[Directions for this task]:
Write out the entries below once more, exactly.

BEGIN Information provided

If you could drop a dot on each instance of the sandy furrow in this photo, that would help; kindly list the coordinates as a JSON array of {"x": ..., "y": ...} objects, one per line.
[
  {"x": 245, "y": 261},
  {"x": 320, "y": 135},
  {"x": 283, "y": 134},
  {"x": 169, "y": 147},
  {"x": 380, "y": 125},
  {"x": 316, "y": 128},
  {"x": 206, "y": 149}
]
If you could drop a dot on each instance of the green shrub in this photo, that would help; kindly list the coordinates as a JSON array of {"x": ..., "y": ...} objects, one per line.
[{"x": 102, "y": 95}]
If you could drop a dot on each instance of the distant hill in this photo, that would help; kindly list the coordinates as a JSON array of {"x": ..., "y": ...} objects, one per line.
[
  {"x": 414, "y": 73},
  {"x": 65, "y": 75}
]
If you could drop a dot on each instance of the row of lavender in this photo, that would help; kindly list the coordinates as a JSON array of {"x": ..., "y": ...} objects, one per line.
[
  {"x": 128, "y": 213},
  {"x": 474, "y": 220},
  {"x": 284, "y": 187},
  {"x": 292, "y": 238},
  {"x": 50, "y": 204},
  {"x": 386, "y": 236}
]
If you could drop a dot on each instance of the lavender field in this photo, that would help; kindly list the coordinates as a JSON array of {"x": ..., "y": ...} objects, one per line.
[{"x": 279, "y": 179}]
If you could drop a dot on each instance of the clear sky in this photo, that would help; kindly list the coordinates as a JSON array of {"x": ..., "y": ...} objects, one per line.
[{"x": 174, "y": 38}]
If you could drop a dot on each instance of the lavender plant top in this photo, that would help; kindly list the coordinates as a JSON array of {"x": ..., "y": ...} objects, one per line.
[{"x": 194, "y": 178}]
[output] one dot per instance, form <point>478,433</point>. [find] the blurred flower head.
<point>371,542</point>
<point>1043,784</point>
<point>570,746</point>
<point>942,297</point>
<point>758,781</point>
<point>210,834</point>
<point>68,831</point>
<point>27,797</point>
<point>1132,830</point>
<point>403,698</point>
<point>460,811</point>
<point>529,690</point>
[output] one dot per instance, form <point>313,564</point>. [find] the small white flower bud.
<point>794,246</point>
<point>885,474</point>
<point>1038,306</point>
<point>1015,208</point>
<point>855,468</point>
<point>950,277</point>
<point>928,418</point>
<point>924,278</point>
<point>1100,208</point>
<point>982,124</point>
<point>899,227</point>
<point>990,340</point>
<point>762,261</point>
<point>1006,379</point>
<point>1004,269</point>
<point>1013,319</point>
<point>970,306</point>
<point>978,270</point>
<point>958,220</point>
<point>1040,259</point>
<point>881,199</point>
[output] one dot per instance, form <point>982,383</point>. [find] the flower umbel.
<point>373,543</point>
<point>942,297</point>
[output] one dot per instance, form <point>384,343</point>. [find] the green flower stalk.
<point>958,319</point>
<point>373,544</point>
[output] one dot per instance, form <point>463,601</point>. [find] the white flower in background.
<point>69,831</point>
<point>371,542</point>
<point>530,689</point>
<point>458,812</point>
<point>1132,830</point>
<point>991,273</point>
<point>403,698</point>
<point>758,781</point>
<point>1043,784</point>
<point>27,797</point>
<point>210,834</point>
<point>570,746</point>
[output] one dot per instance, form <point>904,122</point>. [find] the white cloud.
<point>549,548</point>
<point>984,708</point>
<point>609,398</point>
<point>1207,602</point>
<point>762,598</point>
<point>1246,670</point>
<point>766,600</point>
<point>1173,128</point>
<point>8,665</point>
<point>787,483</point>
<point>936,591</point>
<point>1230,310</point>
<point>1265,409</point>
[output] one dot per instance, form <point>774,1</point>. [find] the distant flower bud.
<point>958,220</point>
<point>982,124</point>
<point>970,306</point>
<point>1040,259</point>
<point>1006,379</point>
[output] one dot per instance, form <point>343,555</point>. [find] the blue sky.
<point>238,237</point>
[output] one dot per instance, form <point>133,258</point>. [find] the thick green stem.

END Information provided

[Answer to this exercise]:
If you could drop a dot on each instance of the sandy furrow in this photo, that would help; kindly list the coordinates as a JSON array of {"x": ..., "y": ...} objects, one per line.
[
  {"x": 245, "y": 261},
  {"x": 320, "y": 135},
  {"x": 283, "y": 134},
  {"x": 169, "y": 147},
  {"x": 380, "y": 125},
  {"x": 316, "y": 128},
  {"x": 206, "y": 149}
]
If you could drop a dot on each instance of the green shrub in this photo, that would help; kindly list the coordinates as a JSON array of {"x": ..., "y": ...} objects, one per line.
[{"x": 102, "y": 95}]
If you could drop a dot on each instance of the distant hill in this photo, that would help; kindly list the coordinates as a JSON array of {"x": ..., "y": ...} objects, one per line.
[
  {"x": 414, "y": 73},
  {"x": 65, "y": 75}
]
If you could drop a dot on each instance of the row of lavender in this photo, that would help; kindly list the coordinates as a JSON array of {"x": ..., "y": ...} objects, one per line.
[
  {"x": 128, "y": 213},
  {"x": 474, "y": 220},
  {"x": 284, "y": 187},
  {"x": 292, "y": 238},
  {"x": 50, "y": 204},
  {"x": 386, "y": 236}
]
If you could drop a dot on each instance of the lavender field in this photo, that would help; kindly list the coordinates as a JSON array of {"x": ..., "y": ...} objects, one per line.
[{"x": 279, "y": 179}]
If you could drop a dot on each instance of the clear sky in this photo, that would help; kindly list the coordinates as a JSON array of {"x": ..., "y": ...} objects, one per line.
[{"x": 174, "y": 38}]
If you could drop a dot on each instance of the lavender plant top in this photo, that would help; kindly list the coordinates as a JSON array of {"x": ..., "y": ...} objects, one per line.
[{"x": 194, "y": 178}]
[output] one dot per instance, form <point>478,433</point>. [find] the blurred flower head.
<point>371,542</point>
<point>1043,784</point>
<point>570,746</point>
<point>942,297</point>
<point>758,781</point>
<point>210,834</point>
<point>68,831</point>
<point>27,797</point>
<point>1132,830</point>
<point>403,698</point>
<point>460,811</point>
<point>529,690</point>
[output] one dot per instance, form <point>313,564</point>. [find] the small white flower bud.
<point>794,246</point>
<point>885,474</point>
<point>1038,306</point>
<point>1015,208</point>
<point>855,468</point>
<point>950,277</point>
<point>928,418</point>
<point>924,278</point>
<point>1100,208</point>
<point>982,124</point>
<point>899,227</point>
<point>990,340</point>
<point>762,261</point>
<point>1006,379</point>
<point>1004,269</point>
<point>1013,319</point>
<point>970,306</point>
<point>978,270</point>
<point>958,220</point>
<point>1040,259</point>
<point>881,199</point>
[output] one dot per instance, form <point>982,383</point>. [find] the flower umbel.
<point>373,543</point>
<point>942,297</point>
[output] one dot per instance, form <point>384,343</point>. [find] the green flower stalk.
<point>958,319</point>
<point>373,544</point>
[output] one dot per instance, form <point>463,601</point>. [find] the white flower in background.
<point>69,831</point>
<point>371,542</point>
<point>530,689</point>
<point>458,812</point>
<point>1132,830</point>
<point>991,273</point>
<point>403,698</point>
<point>758,781</point>
<point>1043,784</point>
<point>27,797</point>
<point>210,834</point>
<point>570,746</point>
[output] one dot per instance, form <point>904,122</point>. [find] the white cloud.
<point>549,548</point>
<point>984,708</point>
<point>609,398</point>
<point>1207,602</point>
<point>762,598</point>
<point>1246,670</point>
<point>766,600</point>
<point>1173,128</point>
<point>8,665</point>
<point>787,483</point>
<point>936,591</point>
<point>1230,310</point>
<point>1265,409</point>
[output] one dot per instance, form <point>774,1</point>. [find] the distant flower bud.
<point>958,220</point>
<point>982,124</point>
<point>970,306</point>
<point>1040,259</point>
<point>1006,379</point>
[output] one dot per instance, form <point>343,555</point>. [find] the blue sky.
<point>238,237</point>
[output] one dot per instance, form <point>133,258</point>. [find] the thick green stem.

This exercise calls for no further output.